Written request:
Collect each line of the records that contains the string "find". Uppercase and lowercase letters must match.

Material supplied:
+ + + + +
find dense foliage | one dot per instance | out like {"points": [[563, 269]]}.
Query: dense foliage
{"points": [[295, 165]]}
+ + + + +
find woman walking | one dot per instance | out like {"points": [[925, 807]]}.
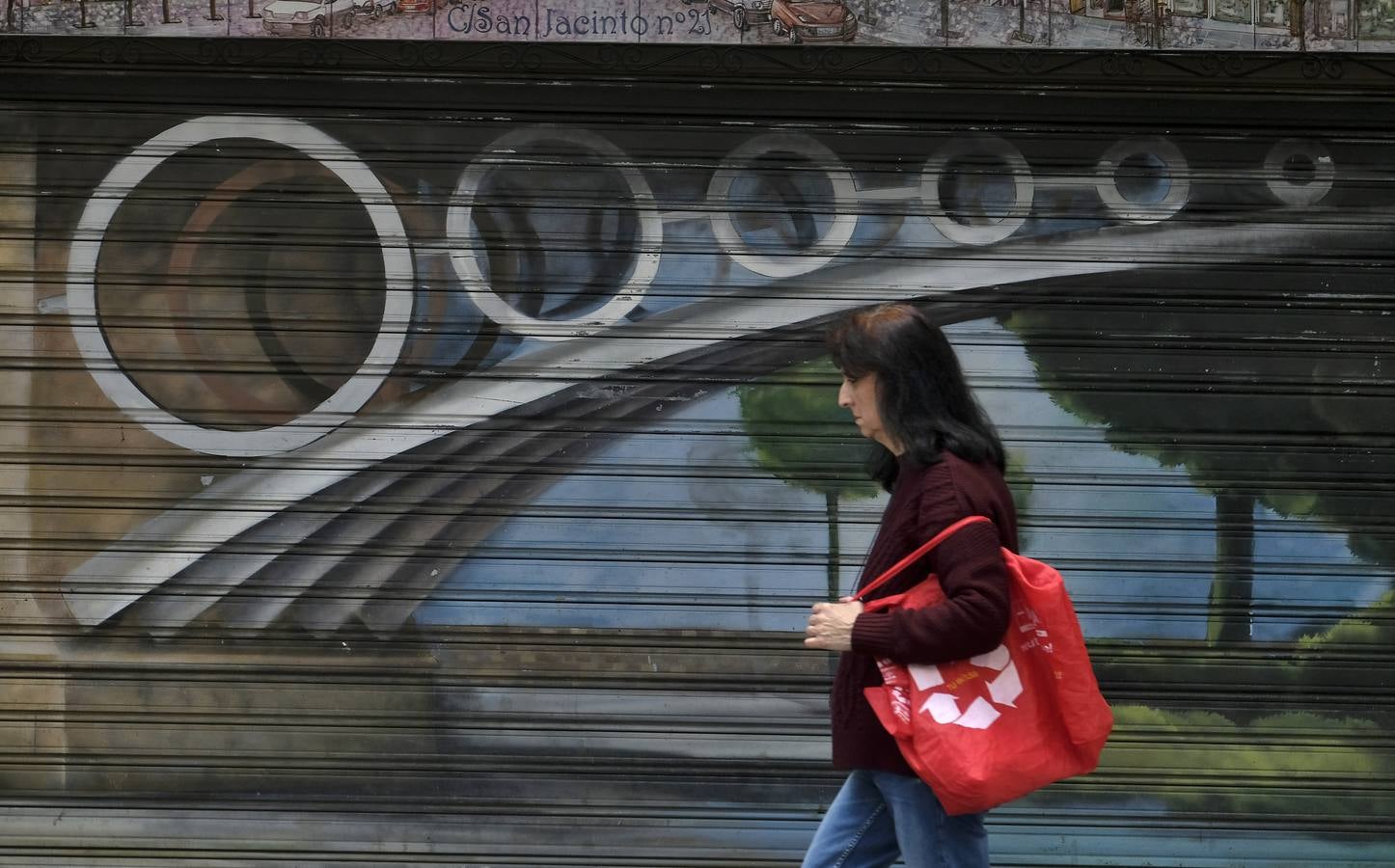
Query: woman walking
+ + + + +
Problem solution:
find dense foliage | one dot per instance | out like {"points": [[563, 269]]}.
find woman walking | one dot per instance | out like {"points": [[925, 807]]}.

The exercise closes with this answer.